**Exercise text**
☆ ☆ ☆
Family Relations and Parenting Skills Interventions
When possible, incorporate opportunities for one-on-one contacts with children, parents, or the family unit. The most successful family relations and parenting interventions in our evidence base involved the child and parent(s) together with a provider. Often, these individual family-focused interventions were delivered in outpatient settings and included family counseling focused on both parenting skills and family communication. Individualized programs for families have the flexibility to allow providers to tailor the intervention to each family’s needs and make individualized therapeutic plans that target the issues (for both parent and child) that will help the child build self-regulation skills. For example, a family therapist can identify areas of change for both parent and child, help set treatment goals, and then facilitate the learning and use of specific skills such as prioritizing and managing time and troubleshooting problems at home.
Group formats involving multiple families, parents, or children are often necessary for a variety of practical reasons and can be effective. They may be a valuable way to build social support through shared experience, reduce isolation, and provide opportunities for parents and children to learn skills from their peers. Group formats might also be required by funders or certain curricula, can help programs reach larger numbers of participants, and are less costly than individualized interventions. On the other hand, groups may not allow enough time for participants to receive tailored content, practice new skills, get specific feedback from the provider, and learn how to transfer the skill to specific family situations. Thus, you will need to decide if group formats in your family relations and parenting skills intervention(s) are required and cannot be changed. In that case, consider if there are opportunities to integrate some aspects of an individualized format into a group structure.
☆ ☆ ☆
**Stored data**
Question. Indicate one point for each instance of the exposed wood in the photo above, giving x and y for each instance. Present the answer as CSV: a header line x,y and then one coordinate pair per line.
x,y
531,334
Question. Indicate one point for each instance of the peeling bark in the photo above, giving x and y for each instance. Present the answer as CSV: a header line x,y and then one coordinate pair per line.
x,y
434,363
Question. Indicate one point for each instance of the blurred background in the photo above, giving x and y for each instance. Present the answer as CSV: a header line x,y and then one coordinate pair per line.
☆ ☆ ☆
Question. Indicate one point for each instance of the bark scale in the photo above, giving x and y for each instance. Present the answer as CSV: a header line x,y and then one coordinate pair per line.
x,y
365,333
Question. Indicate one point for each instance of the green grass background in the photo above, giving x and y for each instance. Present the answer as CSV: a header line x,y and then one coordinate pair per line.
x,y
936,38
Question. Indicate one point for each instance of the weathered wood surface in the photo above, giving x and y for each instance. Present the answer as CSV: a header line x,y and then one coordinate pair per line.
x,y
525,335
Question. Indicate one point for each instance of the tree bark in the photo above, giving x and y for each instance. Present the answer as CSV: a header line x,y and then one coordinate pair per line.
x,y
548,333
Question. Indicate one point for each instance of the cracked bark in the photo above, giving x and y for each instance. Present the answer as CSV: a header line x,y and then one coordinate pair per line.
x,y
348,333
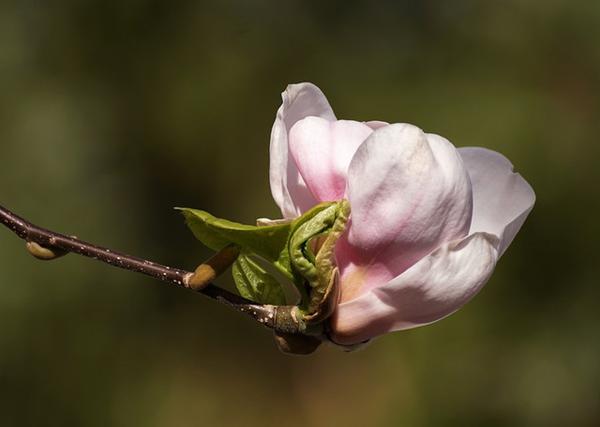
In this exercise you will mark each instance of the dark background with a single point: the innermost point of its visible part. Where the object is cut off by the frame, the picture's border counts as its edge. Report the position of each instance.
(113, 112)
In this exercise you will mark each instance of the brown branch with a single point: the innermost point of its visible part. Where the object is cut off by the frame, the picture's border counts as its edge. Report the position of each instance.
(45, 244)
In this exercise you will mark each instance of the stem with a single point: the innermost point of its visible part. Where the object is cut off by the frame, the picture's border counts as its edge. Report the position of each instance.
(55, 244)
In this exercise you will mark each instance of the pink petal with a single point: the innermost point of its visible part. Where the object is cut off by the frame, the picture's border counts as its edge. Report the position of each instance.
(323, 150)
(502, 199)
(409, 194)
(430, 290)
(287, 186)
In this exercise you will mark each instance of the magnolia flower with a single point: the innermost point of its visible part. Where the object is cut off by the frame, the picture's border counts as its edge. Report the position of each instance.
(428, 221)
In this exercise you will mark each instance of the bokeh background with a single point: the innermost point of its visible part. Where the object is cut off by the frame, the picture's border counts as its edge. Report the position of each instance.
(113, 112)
☆ ☆ ☆
**Task description**
According to the passage on family relations and parenting skills interventions, what may groups fail to give participants enough time to do? List every item.

**Solution**
- Receive tailored content
- Practice new skills
- Get specific feedback from the provider
- Learn how to transfer the skill to specific family situations